- Given instruction
Your task is to print all of the data word for word.

--

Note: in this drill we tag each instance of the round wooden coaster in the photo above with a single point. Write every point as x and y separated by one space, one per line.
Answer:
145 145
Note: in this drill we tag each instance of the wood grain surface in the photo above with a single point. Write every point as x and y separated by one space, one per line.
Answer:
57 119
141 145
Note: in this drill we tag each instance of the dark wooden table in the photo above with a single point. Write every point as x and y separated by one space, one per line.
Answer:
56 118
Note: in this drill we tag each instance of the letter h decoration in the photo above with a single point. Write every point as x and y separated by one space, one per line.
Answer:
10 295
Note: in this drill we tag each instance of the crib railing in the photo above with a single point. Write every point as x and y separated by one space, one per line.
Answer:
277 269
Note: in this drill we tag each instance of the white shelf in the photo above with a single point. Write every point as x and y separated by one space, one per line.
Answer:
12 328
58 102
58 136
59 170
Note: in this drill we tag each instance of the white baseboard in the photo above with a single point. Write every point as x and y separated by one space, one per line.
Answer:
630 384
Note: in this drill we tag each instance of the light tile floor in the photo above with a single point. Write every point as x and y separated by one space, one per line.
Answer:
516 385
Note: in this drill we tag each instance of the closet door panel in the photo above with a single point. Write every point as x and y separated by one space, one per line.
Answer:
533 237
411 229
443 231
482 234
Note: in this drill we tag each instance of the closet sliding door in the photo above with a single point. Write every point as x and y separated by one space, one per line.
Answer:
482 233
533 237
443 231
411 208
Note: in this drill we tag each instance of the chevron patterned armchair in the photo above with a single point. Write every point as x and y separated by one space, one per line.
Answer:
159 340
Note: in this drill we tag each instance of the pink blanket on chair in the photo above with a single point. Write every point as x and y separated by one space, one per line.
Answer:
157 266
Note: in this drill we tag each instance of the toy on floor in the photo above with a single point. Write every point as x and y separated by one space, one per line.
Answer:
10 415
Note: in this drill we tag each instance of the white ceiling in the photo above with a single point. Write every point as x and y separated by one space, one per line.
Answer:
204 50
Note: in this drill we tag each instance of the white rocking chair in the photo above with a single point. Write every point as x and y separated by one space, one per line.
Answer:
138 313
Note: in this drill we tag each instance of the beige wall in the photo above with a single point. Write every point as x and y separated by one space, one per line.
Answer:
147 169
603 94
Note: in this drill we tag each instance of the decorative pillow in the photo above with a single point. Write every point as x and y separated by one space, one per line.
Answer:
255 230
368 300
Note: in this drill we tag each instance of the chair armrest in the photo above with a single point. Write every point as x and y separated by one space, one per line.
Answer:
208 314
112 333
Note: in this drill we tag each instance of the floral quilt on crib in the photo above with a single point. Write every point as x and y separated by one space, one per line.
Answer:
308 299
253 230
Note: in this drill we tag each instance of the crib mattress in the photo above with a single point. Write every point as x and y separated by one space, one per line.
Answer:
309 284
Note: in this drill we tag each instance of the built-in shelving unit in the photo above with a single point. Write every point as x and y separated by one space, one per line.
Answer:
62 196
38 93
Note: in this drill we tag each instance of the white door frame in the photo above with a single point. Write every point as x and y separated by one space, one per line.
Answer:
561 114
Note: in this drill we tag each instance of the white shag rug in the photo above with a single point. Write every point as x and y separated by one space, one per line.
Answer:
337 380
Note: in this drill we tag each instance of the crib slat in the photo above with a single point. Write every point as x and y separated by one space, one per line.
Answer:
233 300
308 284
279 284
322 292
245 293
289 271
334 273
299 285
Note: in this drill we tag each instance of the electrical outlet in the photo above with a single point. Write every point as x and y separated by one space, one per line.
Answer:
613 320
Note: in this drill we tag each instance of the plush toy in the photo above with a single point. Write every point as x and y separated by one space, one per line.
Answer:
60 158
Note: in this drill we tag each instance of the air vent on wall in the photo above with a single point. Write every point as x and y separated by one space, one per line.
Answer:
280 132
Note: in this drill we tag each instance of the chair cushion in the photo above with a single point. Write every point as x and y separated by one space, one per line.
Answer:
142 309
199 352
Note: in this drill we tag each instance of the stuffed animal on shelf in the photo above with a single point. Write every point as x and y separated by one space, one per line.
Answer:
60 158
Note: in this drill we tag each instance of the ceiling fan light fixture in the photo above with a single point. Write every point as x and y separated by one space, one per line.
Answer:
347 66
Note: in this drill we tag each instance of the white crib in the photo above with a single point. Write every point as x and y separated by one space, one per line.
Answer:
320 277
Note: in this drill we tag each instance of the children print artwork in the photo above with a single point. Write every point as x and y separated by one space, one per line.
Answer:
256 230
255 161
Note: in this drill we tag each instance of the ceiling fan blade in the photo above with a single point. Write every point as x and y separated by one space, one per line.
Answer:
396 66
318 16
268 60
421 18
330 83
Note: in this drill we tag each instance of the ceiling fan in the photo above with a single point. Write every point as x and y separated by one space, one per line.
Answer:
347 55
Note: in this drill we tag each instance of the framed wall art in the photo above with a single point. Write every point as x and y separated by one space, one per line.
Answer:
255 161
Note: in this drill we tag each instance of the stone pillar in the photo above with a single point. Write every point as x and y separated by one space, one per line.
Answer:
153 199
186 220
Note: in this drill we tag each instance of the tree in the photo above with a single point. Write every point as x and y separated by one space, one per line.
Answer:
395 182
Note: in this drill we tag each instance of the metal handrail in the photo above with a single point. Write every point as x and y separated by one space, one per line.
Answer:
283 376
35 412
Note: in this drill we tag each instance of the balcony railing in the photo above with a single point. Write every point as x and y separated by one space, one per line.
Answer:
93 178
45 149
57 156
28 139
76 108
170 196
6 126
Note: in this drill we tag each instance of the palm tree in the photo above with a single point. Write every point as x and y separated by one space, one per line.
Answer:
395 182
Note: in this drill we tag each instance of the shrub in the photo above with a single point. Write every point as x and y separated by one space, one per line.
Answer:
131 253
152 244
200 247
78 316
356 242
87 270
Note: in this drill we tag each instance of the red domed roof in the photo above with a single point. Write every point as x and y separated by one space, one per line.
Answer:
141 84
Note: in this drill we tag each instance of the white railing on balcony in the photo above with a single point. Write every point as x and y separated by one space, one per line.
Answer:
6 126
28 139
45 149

--

- Solution to this task
Note: in this drill we tag each instance of the round wooden coaster in the photo above with a single point. Write every point as x and y separated by one space, one per line.
Answer:
145 145
Note: in this drill we tag each instance of the wood grain surface in the photo above with a single point. Write every point as x and y separated by one space, one per line.
Answer:
57 119
141 145
Note: in this drill we tag each instance of the dark wooden table in the photo above with a single point. Write every point as x and y separated by one space, one per line.
Answer:
56 118
Note: in this drill we tag each instance of the letter h decoration in the photo above with a single point. Write every point as x and y separated by one space, one per line.
Answer:
10 295
Note: in this drill we tag each instance of the crib railing in the photo above with a single point. Write every point as x and y separated by one space, one per line.
Answer:
277 269
Note: in this drill we tag each instance of the white shelf in the photo above with a single point. Write every point as x and y separated by one space, one per line.
Answer:
12 328
58 102
58 136
59 170
Note: in this drill we tag each instance of the white baseboard in the photo above with a single point. Write every point as x and y separated by one space, one per line.
Answer:
630 384
Note: in this drill we tag each instance of the light tile floor in the photo above with a single point. Write every point as x and y separated by one space, one per line.
Answer:
516 385
Note: in this drill we tag each instance of the closet door panel in the photo above with a single point. Write every point as x and y separated by one space, one per line.
Answer:
533 237
411 229
443 231
482 234
Note: in this drill we tag each instance of the closet sliding door in the photo above with a single point. Write every point as x and y separated by one space, one per line.
Answer:
482 233
533 237
443 231
411 208
Note: in this drill we tag each instance of the chevron patterned armchair in the photo above with a single point. Write every point as x and y separated by one space, one per line.
Answer:
159 340
Note: in this drill we tag each instance of the pink blanket on chair in the photo above with a single point. Write every point as x and y separated by one space, one per line.
Answer:
157 266
Note: in this drill we tag each instance of the toy on floor in the photo above with a single point. Write every point as x and y separated by one space, one per line.
Answer:
10 415
Note: in this drill we tag each instance of the white ceiling in the photo above with a single point. Write every point as x and y separated by one space, one per line.
Answer:
204 50
Note: in this drill we tag each instance of the white rocking chair in the photo above with a single point. Write every point as x and y separated by one space, one per line.
Answer:
138 313
Note: in this drill we tag each instance of the beige wall in the photo above with a single point. Write every point as x and y separated by one space, one per line.
Answer:
147 169
603 94
Note: in this drill we tag each instance of the decorative pillow in the photo above with a single point. Write every point as x and y separated by one space, one per line.
Answer:
255 230
368 300
Note: in this drill we tag each instance of the chair armrest in the photo above with a single point. Write every point as x and y separated by one space, one per line.
Answer:
208 314
112 333
Note: in this drill we tag each instance of the floral quilt on crib in the photo above with a single point. Write every point as x and y separated by one space, one per line.
Answer:
308 299
253 230
Note: in this drill we tag each instance of the crib mattress in the photo above with a single point. Write every point as x and y separated by one space, one per line.
Answer:
309 284
Note: in this drill we tag each instance of the built-in shelving unit in the photo above with a single point. Write every point as x and y separated by one space, one per line.
Answer:
62 196
38 93
Note: in this drill we tag each instance of the white door frame in the photo above with a single point. Write every point as x and y separated by one space, one per line.
Answer:
561 114
Note: in this drill we tag each instance of the white shag rug in the photo above with a single point. Write every point as x and y separated by one space, one per line.
Answer:
337 380
Note: in this drill we tag each instance of the crib slat in the photo above with a single point. Write every point as x and y separated by one space, one per line.
Answer:
233 300
308 284
279 284
322 292
245 293
289 271
334 273
299 285
Note: in this drill we tag each instance of the electrical outlet in the photo above with a single point. Write every point as x and y separated by one space, one per line.
Answer:
613 320
Note: in this drill we tag each instance of the plush toy in the photo above with a single point. Write every point as x and y separated by one space, one per line.
Answer:
60 158
Note: in this drill we tag each instance of the air vent on wall in the photo above with a single point. Write every point as x and y separated by one space, one per line.
Answer:
280 132
Note: in this drill we tag each instance of the chair cushion in the photo above with a single point. Write every point as x and y separated by one space, one per line.
Answer:
142 309
199 352
Note: in this drill we tag each instance of the stuffed animal on shelf in the photo above with a single point. Write every point as x and y separated by one space, one per line.
Answer:
60 158
Note: in this drill we tag each instance of the ceiling fan light fixture in the photo above with a single point. Write every point as x and y separated by one space, one per line.
Answer:
347 66
Note: in this drill we tag each instance of the white crib in the photo above with a single point. Write every point as x and y separated by one space, one per line.
Answer:
320 277
Note: in this drill we tag each instance of the children print artwork in the photo above with a single point. Write every point as x and y separated by one space, one per line.
Answer:
256 230
255 161
Note: in this drill we tag each instance of the ceiling fan blade in the photo above with a single point. Write every point as x and y separated by one space, one per line.
Answer:
396 66
318 16
268 60
421 18
330 83
Note: in this drill we tag each instance of the ceiling fan in the photo above with a single point. Write every point as x and y separated by one space, one per line.
Answer:
347 55
Note: in this drill we tag each instance of the framed wall art in the photo above with a single point. Write every point as x and y separated by one space, one per line.
Answer:
255 161
Note: in this drill we tag each instance of the stone pillar in the photo above with a single point. Write every point as x and y separated by one space, one per line.
Answer:
153 199
186 220
Note: in this drill we tag each instance of the tree in the photo above with a single point. Write every point as x and y separated by one space, one per line.
Answer:
395 182
Note: in this drill we tag each instance of the metal handrail in the photo above with a single point. Write every point as x and y separated by one space, one per line.
Answer:
283 376
35 412
Note: in this drill we tag each instance of the balcony railing in the photo above with a single point. Write every point as x and y separated by one space, one per line.
Answer:
93 178
45 149
57 156
28 139
76 108
170 196
6 126
Note: in this drill we tag each instance of the palm tree in the photo above with a single point. Write every point as x and y separated by one space, one per line.
Answer:
395 182
Note: in this drill we tag each instance of the shrub in the photo above with a single point. Write every point as x and y separated by one space, one per line.
Answer:
131 253
152 244
200 247
78 316
356 242
87 270
Note: in this drill we tag each instance of the red domed roof in the photo above with a single point. Write every point as x and y separated by one space, one per line.
Answer:
141 84
Note: in this drill we tag each instance of the white railing on balcony in the photo above with a single point. Write every point as x and y separated by one space, one per line.
Answer:
6 126
28 139
45 149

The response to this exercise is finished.